All of the data below must be repeated exactly.

○ ○ ○ ○ ○ ○ ○

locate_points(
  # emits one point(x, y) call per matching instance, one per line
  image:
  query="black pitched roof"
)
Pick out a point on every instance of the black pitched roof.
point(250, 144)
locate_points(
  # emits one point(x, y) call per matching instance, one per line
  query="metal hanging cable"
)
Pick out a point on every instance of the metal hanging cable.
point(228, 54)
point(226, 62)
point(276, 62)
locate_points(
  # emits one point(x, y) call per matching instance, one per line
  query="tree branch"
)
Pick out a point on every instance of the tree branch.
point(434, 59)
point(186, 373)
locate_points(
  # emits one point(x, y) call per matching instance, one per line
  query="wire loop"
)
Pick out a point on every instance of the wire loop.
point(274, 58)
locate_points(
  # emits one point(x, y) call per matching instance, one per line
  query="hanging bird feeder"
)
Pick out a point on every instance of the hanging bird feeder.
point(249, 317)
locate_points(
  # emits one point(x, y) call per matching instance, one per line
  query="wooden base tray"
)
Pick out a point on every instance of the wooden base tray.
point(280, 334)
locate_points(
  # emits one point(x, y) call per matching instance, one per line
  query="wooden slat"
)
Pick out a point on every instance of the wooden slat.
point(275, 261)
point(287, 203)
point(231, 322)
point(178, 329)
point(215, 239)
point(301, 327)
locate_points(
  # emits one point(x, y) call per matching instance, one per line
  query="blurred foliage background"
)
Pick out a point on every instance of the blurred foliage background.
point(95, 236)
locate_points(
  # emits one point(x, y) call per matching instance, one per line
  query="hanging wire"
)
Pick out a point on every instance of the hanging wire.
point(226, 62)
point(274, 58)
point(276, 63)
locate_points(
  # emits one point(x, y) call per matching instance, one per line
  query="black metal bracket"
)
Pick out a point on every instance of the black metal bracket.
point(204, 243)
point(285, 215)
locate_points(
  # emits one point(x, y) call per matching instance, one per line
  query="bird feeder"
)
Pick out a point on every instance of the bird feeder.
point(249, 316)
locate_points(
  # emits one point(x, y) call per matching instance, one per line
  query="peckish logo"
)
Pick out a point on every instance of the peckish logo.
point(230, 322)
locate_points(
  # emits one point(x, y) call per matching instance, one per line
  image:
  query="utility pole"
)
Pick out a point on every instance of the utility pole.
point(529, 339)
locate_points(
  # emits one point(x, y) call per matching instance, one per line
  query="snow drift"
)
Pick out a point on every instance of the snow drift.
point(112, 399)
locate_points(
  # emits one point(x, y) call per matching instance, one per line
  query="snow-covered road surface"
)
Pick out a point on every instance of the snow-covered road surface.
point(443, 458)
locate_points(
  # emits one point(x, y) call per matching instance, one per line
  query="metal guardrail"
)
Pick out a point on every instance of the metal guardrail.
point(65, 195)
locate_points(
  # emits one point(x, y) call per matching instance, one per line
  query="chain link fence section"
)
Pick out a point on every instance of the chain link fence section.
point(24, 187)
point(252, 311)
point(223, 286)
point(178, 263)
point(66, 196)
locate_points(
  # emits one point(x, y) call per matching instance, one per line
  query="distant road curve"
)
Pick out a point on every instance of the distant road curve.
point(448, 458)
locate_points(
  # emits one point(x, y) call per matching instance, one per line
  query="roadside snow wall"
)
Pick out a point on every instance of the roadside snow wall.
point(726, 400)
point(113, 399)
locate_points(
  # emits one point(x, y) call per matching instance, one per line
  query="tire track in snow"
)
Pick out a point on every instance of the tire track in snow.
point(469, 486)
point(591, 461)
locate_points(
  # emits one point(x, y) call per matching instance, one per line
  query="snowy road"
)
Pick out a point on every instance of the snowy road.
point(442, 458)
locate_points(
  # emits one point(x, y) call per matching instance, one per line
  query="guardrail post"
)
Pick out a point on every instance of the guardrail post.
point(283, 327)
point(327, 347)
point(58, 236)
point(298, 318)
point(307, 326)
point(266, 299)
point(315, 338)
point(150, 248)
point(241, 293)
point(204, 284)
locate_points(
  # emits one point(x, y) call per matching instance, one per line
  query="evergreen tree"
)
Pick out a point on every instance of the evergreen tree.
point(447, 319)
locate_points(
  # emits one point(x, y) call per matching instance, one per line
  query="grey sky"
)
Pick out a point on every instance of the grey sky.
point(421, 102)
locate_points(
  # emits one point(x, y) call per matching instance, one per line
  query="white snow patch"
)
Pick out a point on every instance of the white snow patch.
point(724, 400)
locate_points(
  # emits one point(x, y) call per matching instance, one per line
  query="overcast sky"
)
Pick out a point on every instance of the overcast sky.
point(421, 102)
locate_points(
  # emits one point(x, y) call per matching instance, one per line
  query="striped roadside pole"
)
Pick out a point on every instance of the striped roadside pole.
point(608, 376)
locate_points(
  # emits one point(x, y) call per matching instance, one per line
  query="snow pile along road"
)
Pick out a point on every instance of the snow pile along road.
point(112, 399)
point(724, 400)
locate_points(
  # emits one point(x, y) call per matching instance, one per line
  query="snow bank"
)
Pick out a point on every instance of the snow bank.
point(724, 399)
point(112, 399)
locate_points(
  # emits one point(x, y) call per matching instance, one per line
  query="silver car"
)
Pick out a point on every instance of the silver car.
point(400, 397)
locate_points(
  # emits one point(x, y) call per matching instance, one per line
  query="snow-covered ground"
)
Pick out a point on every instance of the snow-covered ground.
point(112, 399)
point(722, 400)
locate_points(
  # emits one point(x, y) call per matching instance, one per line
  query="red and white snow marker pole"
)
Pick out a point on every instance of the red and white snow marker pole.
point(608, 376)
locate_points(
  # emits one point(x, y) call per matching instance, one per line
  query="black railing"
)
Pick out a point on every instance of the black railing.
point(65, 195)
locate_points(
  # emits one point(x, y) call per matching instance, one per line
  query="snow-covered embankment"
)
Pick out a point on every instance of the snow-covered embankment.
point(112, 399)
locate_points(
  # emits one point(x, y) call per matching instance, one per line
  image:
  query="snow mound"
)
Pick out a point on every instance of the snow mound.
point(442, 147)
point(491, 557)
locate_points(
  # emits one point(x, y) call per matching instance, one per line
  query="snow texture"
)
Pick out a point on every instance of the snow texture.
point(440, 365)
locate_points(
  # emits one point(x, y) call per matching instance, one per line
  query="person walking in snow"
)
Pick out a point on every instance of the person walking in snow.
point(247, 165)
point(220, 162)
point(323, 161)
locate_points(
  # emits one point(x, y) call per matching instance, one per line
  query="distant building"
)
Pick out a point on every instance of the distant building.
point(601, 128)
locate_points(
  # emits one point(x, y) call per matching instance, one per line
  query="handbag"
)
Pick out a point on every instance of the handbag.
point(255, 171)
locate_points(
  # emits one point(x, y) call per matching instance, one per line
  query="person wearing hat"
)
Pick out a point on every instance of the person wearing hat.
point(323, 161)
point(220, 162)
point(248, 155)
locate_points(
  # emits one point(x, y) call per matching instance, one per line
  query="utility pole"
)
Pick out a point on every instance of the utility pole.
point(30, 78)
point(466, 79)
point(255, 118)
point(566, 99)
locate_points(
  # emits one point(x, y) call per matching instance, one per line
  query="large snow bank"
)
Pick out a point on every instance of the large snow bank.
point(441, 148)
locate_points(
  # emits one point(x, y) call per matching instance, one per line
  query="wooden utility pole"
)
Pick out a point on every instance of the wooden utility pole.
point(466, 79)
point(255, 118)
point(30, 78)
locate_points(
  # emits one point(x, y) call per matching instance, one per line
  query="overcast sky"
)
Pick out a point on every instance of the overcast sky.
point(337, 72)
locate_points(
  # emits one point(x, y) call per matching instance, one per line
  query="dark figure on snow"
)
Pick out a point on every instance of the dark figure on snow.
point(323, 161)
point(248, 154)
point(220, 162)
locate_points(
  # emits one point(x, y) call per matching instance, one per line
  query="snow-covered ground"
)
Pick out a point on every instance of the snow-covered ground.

○ ○ ○ ○ ○ ○ ○

**RESPONSE TO THIS EXERCISE**:
locate_points(
  # emits one point(x, y) call per matching instance, one per line
  image:
  query="black pitched roof"
)
Pick out a point on every instance of the black pitched roof.
point(250, 144)
locate_points(
  # emits one point(x, y) call per matching instance, one per line
  query="metal hanging cable"
)
Pick out a point on every instance of the metal hanging cable.
point(228, 54)
point(226, 62)
point(276, 62)
locate_points(
  # emits one point(x, y) call per matching instance, one per line
  query="tree branch"
)
Pick out a point on every instance of the tree branch.
point(434, 59)
point(186, 373)
locate_points(
  # emits one point(x, y) call per matching instance, one per line
  query="wire loop"
)
Pick out a point on every instance of the wire loop.
point(274, 58)
locate_points(
  # emits one point(x, y) call per matching instance, one per line
  query="hanging bird feeder"
)
Pick out a point on every instance of the hanging bird feeder.
point(249, 317)
locate_points(
  # emits one point(x, y) call per matching instance, one per line
  query="wooden base tray"
)
Pick out a point on every instance of the wooden base tray.
point(280, 334)
locate_points(
  # emits one point(x, y) call per matching instance, one per line
  query="wooden slat"
)
Pick out a point on every instance of the wooden slat.
point(275, 261)
point(287, 203)
point(231, 322)
point(178, 329)
point(215, 239)
point(301, 327)
locate_points(
  # emits one point(x, y) call per matching instance, one per line
  query="blurred foliage background"
)
Pick out a point on every instance of the blurred foliage background.
point(95, 236)
locate_points(
  # emits one point(x, y) call per matching instance, one per line
  query="hanging wire"
)
Pick out a point on every instance of the hanging wire.
point(226, 62)
point(274, 58)
point(276, 63)
locate_points(
  # emits one point(x, y) call per matching instance, one per line
  query="black metal bracket"
)
Pick out a point on every instance of the black metal bracket.
point(204, 243)
point(285, 215)
locate_points(
  # emits one point(x, y) call per matching instance, one per line
  query="bird feeder"
)
Pick out a point on every instance of the bird feeder.
point(249, 316)
locate_points(
  # emits one point(x, y) call per matching instance, one per line
  query="peckish logo"
)
Pick out a point on every instance of the peckish logo.
point(230, 322)
locate_points(
  # emits one point(x, y) call per matching instance, one per line
  image:
  query="utility pole"
)
Pick out a point on every instance of the utility pole.
point(529, 339)
locate_points(
  # emits one point(x, y) call per matching instance, one per line
  query="snow drift"
)
Pick out a point on every instance of the snow drift.
point(112, 399)
locate_points(
  # emits one point(x, y) call per matching instance, one per line
  query="snow-covered road surface"
)
Pick out a point on every instance of the snow-covered road surface.
point(443, 458)
locate_points(
  # emits one point(x, y) call per matching instance, one per line
  query="metal guardrail"
)
Pick out a point on every instance of the metal guardrail.
point(65, 195)
locate_points(
  # emits one point(x, y) call per matching instance, one per line
  query="chain link fence section"
)
Pick out a point on every instance of the chain link fence section.
point(24, 187)
point(252, 311)
point(223, 286)
point(178, 263)
point(66, 196)
locate_points(
  # emits one point(x, y) call per matching instance, one per line
  query="distant road curve"
)
Pick out a point on every instance of the distant road curve.
point(448, 458)
locate_points(
  # emits one point(x, y) call per matching instance, one per line
  query="roadside snow wall"
)
Pick out a point on every instance of the roadside snow wall.
point(726, 400)
point(113, 399)
locate_points(
  # emits one point(x, y) call per matching instance, one per line
  query="tire track in snow"
)
Pick out a point on every instance of the tire track in snow.
point(469, 486)
point(591, 461)
locate_points(
  # emits one point(x, y) call per matching instance, one per line
  query="snowy road"
)
Pick out a point on every instance of the snowy road.
point(442, 458)
locate_points(
  # emits one point(x, y) call per matching instance, one per line
  query="guardrail post"
)
Pick out a point on every instance of the guardrail post.
point(283, 327)
point(327, 347)
point(58, 236)
point(298, 318)
point(307, 326)
point(266, 299)
point(315, 338)
point(150, 248)
point(241, 293)
point(204, 284)
locate_points(
  # emits one point(x, y) call per matching instance, one per line
  query="evergreen tree"
)
Pick out a point on every instance of the evergreen tree.
point(447, 319)
locate_points(
  # emits one point(x, y) call per matching instance, one per line
  query="grey sky"
)
Pick out a point on every instance of the grey sky.
point(421, 102)
locate_points(
  # emits one point(x, y) call per matching instance, one per line
  query="white snow patch"
)
Pick out a point on every instance of the white snow patch.
point(724, 400)
locate_points(
  # emits one point(x, y) call per matching instance, one per line
  query="overcast sky"
)
Pick out a point on every instance of the overcast sky.
point(421, 102)
locate_points(
  # emits one point(x, y) call per matching instance, one per line
  query="striped roadside pole"
)
Pick out a point on every instance of the striped roadside pole.
point(608, 376)
locate_points(
  # emits one point(x, y) call per matching instance, one per line
  query="snow pile along road"
)
Pick out a point on every instance of the snow pile along road.
point(112, 399)
point(724, 400)
locate_points(
  # emits one point(x, y) call per matching instance, one per line
  query="snow bank"
)
Pick out a point on every instance of the snow bank.
point(724, 399)
point(112, 399)
locate_points(
  # emits one point(x, y) call per matching instance, one per line
  query="silver car"
)
Pick out a point on every instance of the silver car.
point(400, 397)
locate_points(
  # emits one point(x, y) call per matching instance, one per line
  query="snow-covered ground"
)
Pick out a point on every instance of the snow-covered ground.
point(112, 399)
point(722, 400)
locate_points(
  # emits one point(x, y) call per matching instance, one per line
  query="red and white snow marker pole"
)
Pick out a point on every instance of the red and white snow marker pole.
point(608, 376)
locate_points(
  # emits one point(x, y) call per matching instance, one per line
  query="black railing"
)
Pick out a point on every instance of the black railing.
point(65, 195)
locate_points(
  # emits one point(x, y) call per matching instance, one per line
  query="snow-covered embankment"
)
Pick out a point on every instance of the snow-covered embankment.
point(112, 399)
locate_points(
  # emits one point(x, y) call per matching instance, one per line
  image:
  query="snow mound"
)
Pick out a point on every instance of the snow mound.
point(442, 147)
point(491, 557)
locate_points(
  # emits one point(x, y) call per matching instance, one per line
  query="snow texture"
)
Pick out a point on every instance of the snow texture.
point(440, 365)
locate_points(
  # emits one point(x, y) call per matching instance, one per line
  query="person walking in snow"
)
Pick out a point on every instance of the person walking in snow.
point(247, 165)
point(220, 162)
point(323, 161)
locate_points(
  # emits one point(x, y) call per matching instance, one per line
  query="distant building"
)
Pick out a point on every instance of the distant building.
point(601, 128)
locate_points(
  # emits one point(x, y) call per matching instance, one per line
  query="handbag"
)
Pick out a point on every instance of the handbag.
point(255, 171)
locate_points(
  # emits one point(x, y) call per matching instance, one per line
  query="person wearing hat"
)
Pick out a point on every instance of the person wearing hat.
point(323, 161)
point(220, 162)
point(248, 155)
locate_points(
  # emits one point(x, y) call per matching instance, one per line
  query="utility pole"
)
Pick out a point on every instance of the utility pole.
point(30, 78)
point(466, 79)
point(255, 118)
point(566, 99)
locate_points(
  # emits one point(x, y) call per matching instance, one per line
  query="large snow bank"
)
Pick out a point on every instance of the large snow bank.
point(441, 148)
locate_points(
  # emits one point(x, y) call per matching instance, one per line
  query="wooden utility pole"
)
Pick out a point on every instance of the wooden utility pole.
point(466, 79)
point(255, 118)
point(30, 78)
locate_points(
  # emits one point(x, y) call per matching instance, one per line
  query="overcast sky"
)
Pick out a point on every instance of the overcast sky.
point(337, 72)
locate_points(
  # emits one point(x, y) call per matching instance, one per line
  query="dark figure on snow"
)
Pick out a point on every instance of the dark figure on snow.
point(323, 161)
point(248, 154)
point(220, 162)
locate_points(
  # emits one point(x, y) call per matching instance, one per line
  query="snow-covered ground"
)
Pick out a point on every instance of the snow-covered ground.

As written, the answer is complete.